** TASK PROMPT **
Nothing but the lines from the one with "white car, where" down to the one with "Look at the photo above. For every instance of the bare" should be returned, exactly and with both ends included, from the material below.

** PROVIDED ENTRIES **
--
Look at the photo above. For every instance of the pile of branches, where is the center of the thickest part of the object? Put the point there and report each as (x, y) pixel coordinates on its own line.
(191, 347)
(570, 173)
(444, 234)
--
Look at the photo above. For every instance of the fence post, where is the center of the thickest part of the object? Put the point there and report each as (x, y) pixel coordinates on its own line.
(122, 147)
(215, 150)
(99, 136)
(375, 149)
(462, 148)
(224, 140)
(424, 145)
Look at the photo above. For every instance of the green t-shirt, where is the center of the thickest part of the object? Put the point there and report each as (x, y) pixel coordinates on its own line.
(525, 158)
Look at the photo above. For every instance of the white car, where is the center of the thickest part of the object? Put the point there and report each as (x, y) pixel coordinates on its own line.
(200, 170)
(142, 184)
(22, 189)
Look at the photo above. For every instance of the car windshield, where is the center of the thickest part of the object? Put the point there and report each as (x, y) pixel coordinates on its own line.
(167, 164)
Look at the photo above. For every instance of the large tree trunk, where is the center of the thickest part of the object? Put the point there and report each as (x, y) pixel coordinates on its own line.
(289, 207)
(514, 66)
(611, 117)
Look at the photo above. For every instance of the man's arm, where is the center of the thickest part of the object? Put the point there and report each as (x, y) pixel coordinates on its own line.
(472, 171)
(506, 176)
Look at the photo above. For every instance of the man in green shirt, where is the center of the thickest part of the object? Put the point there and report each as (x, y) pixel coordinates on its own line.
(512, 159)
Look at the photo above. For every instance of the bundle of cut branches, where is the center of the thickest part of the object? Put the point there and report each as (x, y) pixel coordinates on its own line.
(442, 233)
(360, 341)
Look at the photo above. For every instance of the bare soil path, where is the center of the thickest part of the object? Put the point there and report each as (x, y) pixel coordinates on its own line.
--
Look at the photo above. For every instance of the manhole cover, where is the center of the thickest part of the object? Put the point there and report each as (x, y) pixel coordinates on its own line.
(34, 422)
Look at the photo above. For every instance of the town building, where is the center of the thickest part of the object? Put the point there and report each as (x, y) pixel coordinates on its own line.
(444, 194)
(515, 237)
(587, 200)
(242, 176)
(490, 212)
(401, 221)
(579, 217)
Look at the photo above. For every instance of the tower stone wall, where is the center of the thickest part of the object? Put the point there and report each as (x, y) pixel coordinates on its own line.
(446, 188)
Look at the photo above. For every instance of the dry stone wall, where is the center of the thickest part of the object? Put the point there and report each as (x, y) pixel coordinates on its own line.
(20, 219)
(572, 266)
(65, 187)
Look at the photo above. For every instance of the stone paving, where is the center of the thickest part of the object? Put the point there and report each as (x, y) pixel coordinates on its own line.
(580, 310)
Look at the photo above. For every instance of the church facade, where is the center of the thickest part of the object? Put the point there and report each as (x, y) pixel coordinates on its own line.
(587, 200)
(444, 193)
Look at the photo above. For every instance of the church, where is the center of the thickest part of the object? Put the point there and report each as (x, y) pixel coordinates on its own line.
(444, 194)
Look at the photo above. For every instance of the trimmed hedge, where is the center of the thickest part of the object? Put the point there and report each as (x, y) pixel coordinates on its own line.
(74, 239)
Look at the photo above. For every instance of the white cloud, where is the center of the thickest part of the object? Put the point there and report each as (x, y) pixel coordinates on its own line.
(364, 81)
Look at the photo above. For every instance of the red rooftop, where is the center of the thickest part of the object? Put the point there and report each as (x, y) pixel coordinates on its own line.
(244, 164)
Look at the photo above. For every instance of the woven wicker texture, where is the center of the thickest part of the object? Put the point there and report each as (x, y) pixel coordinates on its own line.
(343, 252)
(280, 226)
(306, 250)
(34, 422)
--
** SOLUTION BELOW **
Look at the photo above. For every instance of the white car, where is the center of the thickest part of the object? Put the point there and report each as (x, y) pixel coordinates on its own line.
(200, 170)
(142, 184)
(22, 189)
Look at the photo above. For every instance of the car windshield, where is the center of the thickest part of the object? Put the point there and report each as (x, y) pixel coordinates on its own line.
(167, 164)
Look at the photo above. For every instance of the large tree trunk, where is the center of the thickest part of the object? Put the point there and report each as (x, y) pixel coordinates on its own line.
(289, 207)
(514, 66)
(611, 117)
Look at the photo above. For every instance of the man's arm, where is the center of the thickest part of the object? Put the point there and report each as (x, y) pixel coordinates on its own line.
(472, 171)
(506, 176)
Look at the photo above. For every instance of the man in green shirt, where is the center of the thickest part of the object? Put the point there and report each as (x, y) pixel coordinates on its own line.
(512, 159)
Look at the photo above. For every instance of the bundle of cut branches, where is the center of the thickest part of the object? Put the point there and report each as (x, y) pixel coordinates on its own line.
(442, 233)
(360, 341)
Look at the photo above. For every instance of the bare soil path, where is the center of the thickest part of the object? Put the point there and report each as (x, y) pixel coordinates on its own line.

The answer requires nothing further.